AIM OF THE TASK → Reproduce the material from its beginning through the line containing "[238,84,414,217]", with "monkey's" changed to "macaque's" and nothing else altered.

• • • • •

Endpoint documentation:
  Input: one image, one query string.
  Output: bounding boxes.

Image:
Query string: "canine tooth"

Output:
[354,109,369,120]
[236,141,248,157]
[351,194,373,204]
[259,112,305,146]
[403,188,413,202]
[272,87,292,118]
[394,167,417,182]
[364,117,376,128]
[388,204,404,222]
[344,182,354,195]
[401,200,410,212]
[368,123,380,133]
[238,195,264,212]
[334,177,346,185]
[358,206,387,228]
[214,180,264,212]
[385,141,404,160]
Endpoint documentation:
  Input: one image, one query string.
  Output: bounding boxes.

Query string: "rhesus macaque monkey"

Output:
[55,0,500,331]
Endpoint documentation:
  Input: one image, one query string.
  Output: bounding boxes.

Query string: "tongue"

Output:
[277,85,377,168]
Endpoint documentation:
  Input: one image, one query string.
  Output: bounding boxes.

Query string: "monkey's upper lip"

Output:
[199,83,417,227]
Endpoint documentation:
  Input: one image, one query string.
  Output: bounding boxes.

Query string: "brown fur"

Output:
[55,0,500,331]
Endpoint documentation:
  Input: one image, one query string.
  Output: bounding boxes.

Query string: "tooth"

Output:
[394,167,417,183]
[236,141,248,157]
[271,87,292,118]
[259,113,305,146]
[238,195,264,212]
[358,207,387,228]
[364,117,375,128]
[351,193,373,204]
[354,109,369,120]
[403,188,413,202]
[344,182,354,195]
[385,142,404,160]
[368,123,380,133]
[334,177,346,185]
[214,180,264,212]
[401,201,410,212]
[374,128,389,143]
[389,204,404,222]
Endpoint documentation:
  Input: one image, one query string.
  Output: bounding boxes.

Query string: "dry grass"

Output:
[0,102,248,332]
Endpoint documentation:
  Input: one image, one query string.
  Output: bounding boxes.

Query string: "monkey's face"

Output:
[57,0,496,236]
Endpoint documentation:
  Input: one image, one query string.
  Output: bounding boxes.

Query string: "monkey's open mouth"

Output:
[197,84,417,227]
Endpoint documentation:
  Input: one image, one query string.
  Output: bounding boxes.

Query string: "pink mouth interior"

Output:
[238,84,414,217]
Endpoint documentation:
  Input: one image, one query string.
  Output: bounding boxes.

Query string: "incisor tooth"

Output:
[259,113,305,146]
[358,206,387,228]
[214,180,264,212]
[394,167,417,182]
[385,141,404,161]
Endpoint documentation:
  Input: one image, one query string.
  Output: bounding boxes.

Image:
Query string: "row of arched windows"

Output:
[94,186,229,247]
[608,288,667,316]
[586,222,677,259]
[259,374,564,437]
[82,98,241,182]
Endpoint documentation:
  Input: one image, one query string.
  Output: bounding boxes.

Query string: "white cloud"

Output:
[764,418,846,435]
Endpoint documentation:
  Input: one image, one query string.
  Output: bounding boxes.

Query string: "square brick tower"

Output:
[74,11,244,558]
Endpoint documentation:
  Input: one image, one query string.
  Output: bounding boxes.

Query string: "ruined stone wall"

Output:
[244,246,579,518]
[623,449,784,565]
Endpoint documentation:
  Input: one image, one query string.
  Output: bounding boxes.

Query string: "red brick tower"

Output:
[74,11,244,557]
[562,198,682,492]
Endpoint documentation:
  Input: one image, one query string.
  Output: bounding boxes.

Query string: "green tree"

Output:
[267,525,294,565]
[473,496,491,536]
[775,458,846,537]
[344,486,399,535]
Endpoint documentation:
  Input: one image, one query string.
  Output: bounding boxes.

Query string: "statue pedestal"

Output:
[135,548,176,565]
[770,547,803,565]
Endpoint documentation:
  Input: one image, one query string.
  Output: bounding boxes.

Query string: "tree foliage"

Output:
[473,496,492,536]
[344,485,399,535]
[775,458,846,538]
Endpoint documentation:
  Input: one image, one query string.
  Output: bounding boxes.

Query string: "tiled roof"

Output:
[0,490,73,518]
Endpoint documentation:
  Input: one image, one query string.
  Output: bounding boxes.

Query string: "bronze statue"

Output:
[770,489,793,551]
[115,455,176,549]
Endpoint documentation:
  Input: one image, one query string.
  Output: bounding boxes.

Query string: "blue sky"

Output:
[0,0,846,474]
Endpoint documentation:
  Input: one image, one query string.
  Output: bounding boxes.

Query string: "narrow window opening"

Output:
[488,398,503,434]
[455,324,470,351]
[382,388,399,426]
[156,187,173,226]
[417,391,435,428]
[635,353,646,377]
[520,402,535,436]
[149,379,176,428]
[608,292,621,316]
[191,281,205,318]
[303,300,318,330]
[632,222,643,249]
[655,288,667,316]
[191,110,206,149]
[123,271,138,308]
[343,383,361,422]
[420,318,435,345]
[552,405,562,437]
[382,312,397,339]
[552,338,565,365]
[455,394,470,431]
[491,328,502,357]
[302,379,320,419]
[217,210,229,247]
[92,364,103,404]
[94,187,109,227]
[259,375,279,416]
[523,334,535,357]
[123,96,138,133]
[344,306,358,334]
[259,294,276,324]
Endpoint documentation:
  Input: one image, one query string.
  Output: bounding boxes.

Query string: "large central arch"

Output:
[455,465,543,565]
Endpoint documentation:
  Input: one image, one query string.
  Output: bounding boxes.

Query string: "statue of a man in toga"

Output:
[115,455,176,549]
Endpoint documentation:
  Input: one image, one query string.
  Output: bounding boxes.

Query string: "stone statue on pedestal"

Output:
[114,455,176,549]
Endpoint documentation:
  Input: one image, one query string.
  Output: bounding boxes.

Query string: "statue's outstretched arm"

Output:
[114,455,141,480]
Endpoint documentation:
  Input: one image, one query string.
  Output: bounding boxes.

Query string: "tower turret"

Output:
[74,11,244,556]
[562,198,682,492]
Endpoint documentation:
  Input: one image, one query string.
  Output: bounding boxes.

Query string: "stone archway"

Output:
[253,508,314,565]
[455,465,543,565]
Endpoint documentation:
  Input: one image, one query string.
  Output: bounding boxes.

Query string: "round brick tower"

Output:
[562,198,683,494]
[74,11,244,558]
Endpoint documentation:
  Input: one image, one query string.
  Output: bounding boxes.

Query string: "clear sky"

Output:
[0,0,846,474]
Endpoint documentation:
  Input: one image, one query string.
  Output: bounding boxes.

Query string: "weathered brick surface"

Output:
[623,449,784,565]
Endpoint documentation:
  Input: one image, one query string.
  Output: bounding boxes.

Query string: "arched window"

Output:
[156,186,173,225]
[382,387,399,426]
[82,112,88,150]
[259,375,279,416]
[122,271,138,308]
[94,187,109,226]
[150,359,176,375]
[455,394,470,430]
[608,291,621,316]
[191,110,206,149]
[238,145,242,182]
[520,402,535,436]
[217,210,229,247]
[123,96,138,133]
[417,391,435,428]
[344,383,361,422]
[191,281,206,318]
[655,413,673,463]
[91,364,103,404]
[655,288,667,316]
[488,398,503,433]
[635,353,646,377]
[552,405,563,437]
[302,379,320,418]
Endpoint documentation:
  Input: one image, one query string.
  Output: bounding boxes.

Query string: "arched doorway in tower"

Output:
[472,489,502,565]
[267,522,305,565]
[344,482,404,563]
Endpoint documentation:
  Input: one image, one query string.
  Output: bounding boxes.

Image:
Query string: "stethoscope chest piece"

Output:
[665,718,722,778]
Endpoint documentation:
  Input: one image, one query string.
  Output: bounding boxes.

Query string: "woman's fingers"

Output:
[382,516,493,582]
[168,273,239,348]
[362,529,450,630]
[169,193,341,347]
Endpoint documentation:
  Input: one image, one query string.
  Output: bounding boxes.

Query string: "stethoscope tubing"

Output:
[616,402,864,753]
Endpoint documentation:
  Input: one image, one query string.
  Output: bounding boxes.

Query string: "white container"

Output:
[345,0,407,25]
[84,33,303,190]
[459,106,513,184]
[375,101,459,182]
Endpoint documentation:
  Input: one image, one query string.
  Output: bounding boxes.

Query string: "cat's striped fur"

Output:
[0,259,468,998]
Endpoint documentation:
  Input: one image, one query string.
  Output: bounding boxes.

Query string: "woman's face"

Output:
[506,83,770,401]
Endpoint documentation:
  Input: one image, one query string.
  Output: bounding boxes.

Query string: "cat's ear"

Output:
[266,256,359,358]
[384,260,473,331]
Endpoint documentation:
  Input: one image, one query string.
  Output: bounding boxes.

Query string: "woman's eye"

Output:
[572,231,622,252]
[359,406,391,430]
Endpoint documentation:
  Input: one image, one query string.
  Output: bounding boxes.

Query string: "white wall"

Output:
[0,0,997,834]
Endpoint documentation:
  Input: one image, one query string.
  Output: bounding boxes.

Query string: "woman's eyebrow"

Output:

• • • • •

THE RESPONSE →
Endpoint documentation:
  Input: one image, one query string.
  Output: bounding boxes.

Image:
Query string: "canine tooth"

Output:
[354,109,369,120]
[236,141,248,157]
[351,194,373,204]
[259,112,305,146]
[403,188,413,202]
[272,87,292,118]
[394,167,417,182]
[364,117,376,128]
[388,204,404,222]
[344,182,354,195]
[401,200,410,212]
[368,123,380,133]
[238,195,264,212]
[334,177,346,185]
[358,206,387,228]
[214,180,264,212]
[385,141,404,160]
Endpoint documentation:
  Input: one image, one query string.
  Output: bounding boxes.

Query string: "rhesus macaque monkey"

Output:
[55,0,500,331]
Endpoint documentation:
  Input: one image, one query string.
  Output: bounding boxes.

Query string: "tongue"

Output:
[277,85,377,168]
Endpoint documentation:
  Input: one image, one query string.
  Output: bounding boxes.

Query string: "macaque's upper lip"

Output:
[199,83,417,227]
Endpoint documentation:
  Input: one image, one query string.
  Output: bounding boxes.

Query string: "brown fur"

Output:
[55,0,500,331]
Endpoint documentation:
  Input: one image, one query string.
  Output: bounding boxes.

Query string: "tooth"

Output:
[394,167,417,183]
[236,141,248,157]
[271,87,292,118]
[259,113,305,146]
[238,195,264,212]
[358,207,387,228]
[364,117,375,128]
[351,193,373,204]
[354,109,369,120]
[403,188,413,202]
[344,182,354,195]
[385,142,404,160]
[368,123,380,133]
[334,177,346,185]
[214,180,264,212]
[401,201,410,212]
[374,128,389,143]
[389,204,404,222]
Endpoint documentation:
  Input: one image, one query string.
  Output: bounding boxes.

Query string: "dry grass"

Output:
[0,102,248,332]
Endpoint documentation:
  Input: one image, one query string.
  Output: bounding boxes.

Query string: "macaque's face"

Output:
[57,0,496,236]
Endpoint documentation:
  Input: one image, one query string.
  Output: bounding boxes.

Query string: "macaque's open mouth"

Output:
[197,84,417,227]
Endpoint documentation:
  Input: one image, one query string.
  Output: bounding boxes.

Query string: "pink mouth interior"

Output:
[238,84,414,217]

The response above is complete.